Document extract:

==============================

The Life of a Warrior

Wednesday, 20 January 2010 13:32
 

My cell phone rang. At the other end, from some unknown place, the voice of a man with authority gave accurate directions and clear instructions. Commandant Rodrigo Doble Cero, the founder of the bloodthirsty paramilitary group Bloque Metro, had agreed to my request for an interview. I scribbled down the directions. “Sunday. 8:30 am. San Roque. Drive towards Puerto Berrio. Pass Barbosa. Make a right after Cisneros. We’ll meet in the main square in front of the church.” It was the call I had been hoping for.

My stay in Colombia during the summer of 2003 was in its closing stages. During the past three months, I had shuttled between Medellín and the town of Granada, in the sub-region of Eastern Antioquia, recording the memories of internally displaced persons and absorbing their tales of horror. Paramilitary and guerrilla groups had been forcing millions of their fellow citizens—mostly women and children—to flee their villages, giving Colombia the worst humanitarian crisis in the Western hemisphere.

These internally displaced people were the first to provide me with revealing insights about the Colombian conflict and its knotty dynamics. They disclosed in great detail how armed men had dispossessed them of their belongings, stripped them of their humble daily occupations, and uprooted them from their lands. Some had even witnessed the slaughter of their loved ones.

Thus, before my meeting with Commandant Rodrigo Doble Cero, I had already encountered the paramilitary and their deadly deeds in the narratives of the victims. I sensed their presence in the silence of those I was trying to interview, in their whispers, and in their temporary displacement – physical and emotional - from their own neighborhoods to different sites where they would feel more secure to share their stories. It was in the negation of their presence through silence and displacement that the panoptic presence of the paramilitary was revealed to me.

Commandant Rodrigo Doble Cero was going to be the first paramilitary I would meet face to face. At dawn, while Medellín was still in the darkness, in the company of a friend, I left for San Roque. In Niquía, just outside of Medellín, we passed an army checkpoint undisturbed and ventured into Antioquia towards Puerto Berrio, crossing Matassano, Barbosa, and Cisneros. From there, a steep and unpaved road penetrated a narrow and green valley, bringing me to the height of a plateau. I was leaving the world as I had known it up until that moment far behind me . I felt I was penetrating a thick forest, fraught with uncertainties and perils. Like Marlow, the seaman in Joseph Conrad’s Heart of Darkness who journeys on a steamer into the heart of a still largely unexplored Africa in search of Kurtz, the chief of a colonial station, I was penetrating a world that to me was still unknown.

==============================

Tasks to carry out:
1. Reproduce the section of the Colombia excerpt that opens with the words containing "My stay in Colombia" and closes with "their loved ones.".
2. Summarize the Colombia excerpt in two sentences.

Data segment:
==============================

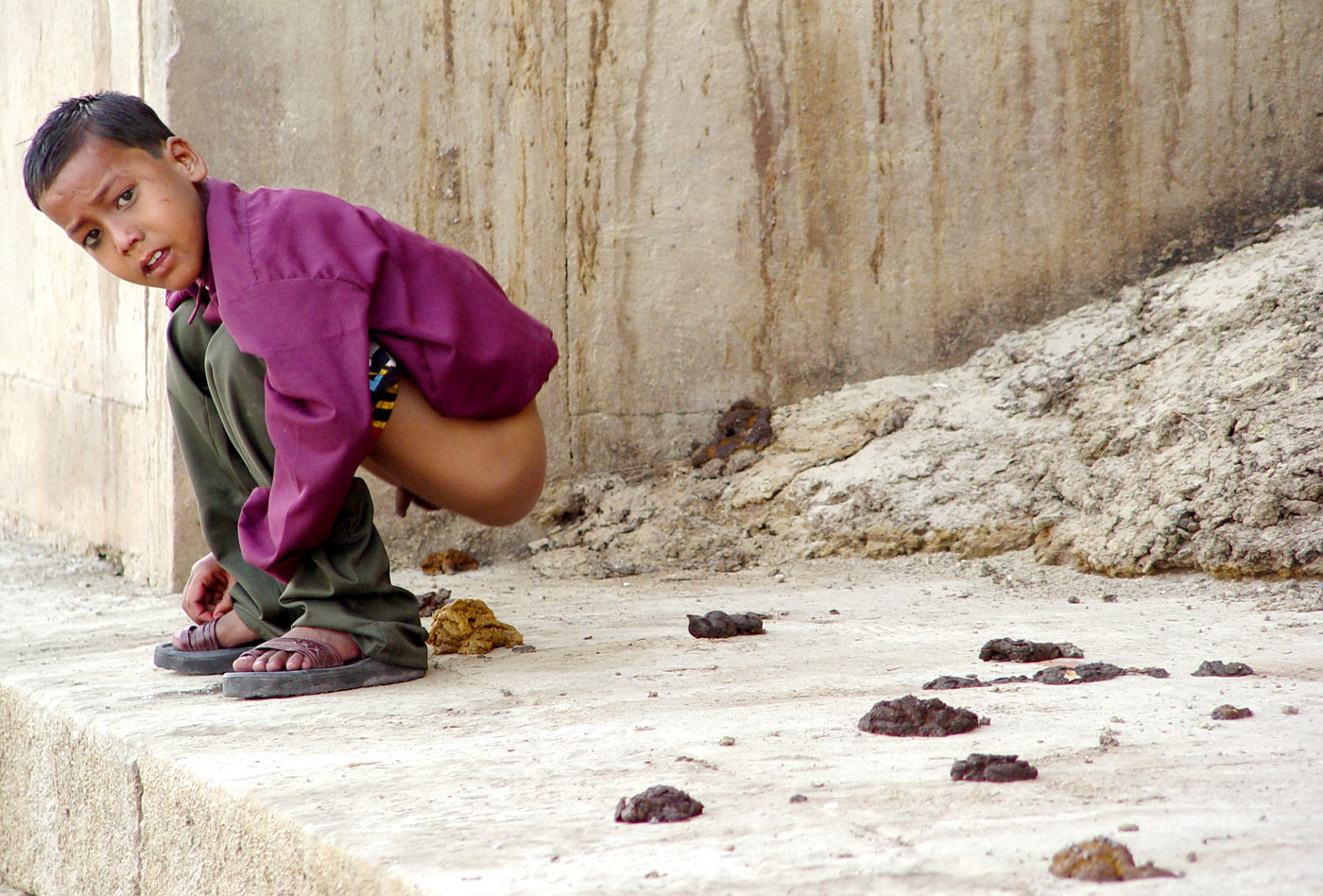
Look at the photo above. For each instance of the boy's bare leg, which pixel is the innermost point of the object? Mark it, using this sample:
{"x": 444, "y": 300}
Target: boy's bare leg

==============================

Answer set:
1.
My stay in Colombia during the summer of 2003 was in its closing stages. During the past three months, I had shuttled between Medellín and the town of Granada, in the sub-region of Eastern Antioquia, recording the memories of internally displaced persons and absorbing their tales of horror. Paramilitary and guerrilla groups had been forcing millions of their fellow citizens—mostly women and children—to flee their villages, giving Colombia the worst humanitarian crisis in the Western hemisphere.

These internally displaced people were the first to provide me with revealing insights about the Colombian conflict and its knotty dynamics. They disclosed in great detail how armed men had dispossessed them of their belongings, stripped them of their humble daily occupations, and uprooted them from their lands. Some had even witnessed the slaughter of their loved ones.

2. Near the end of a three-month stay in Colombia in the summer of 2003, spent recording the memories of internally displaced persons between Medellín and Granada, the narrator received a call in which Commandant Rodrigo Doble Cero, founder of the paramilitary group Bloque Metro, agreed to an interview and gave directions to San Roque. Having already sensed the paramilitary presence through the victims' narratives and silences, the narrator left Medellín at dawn with a friend and drove through Antioquia to a plateau, feeling, like Marlow in Conrad's Heart of Darkness, a sense of entering an unknown world.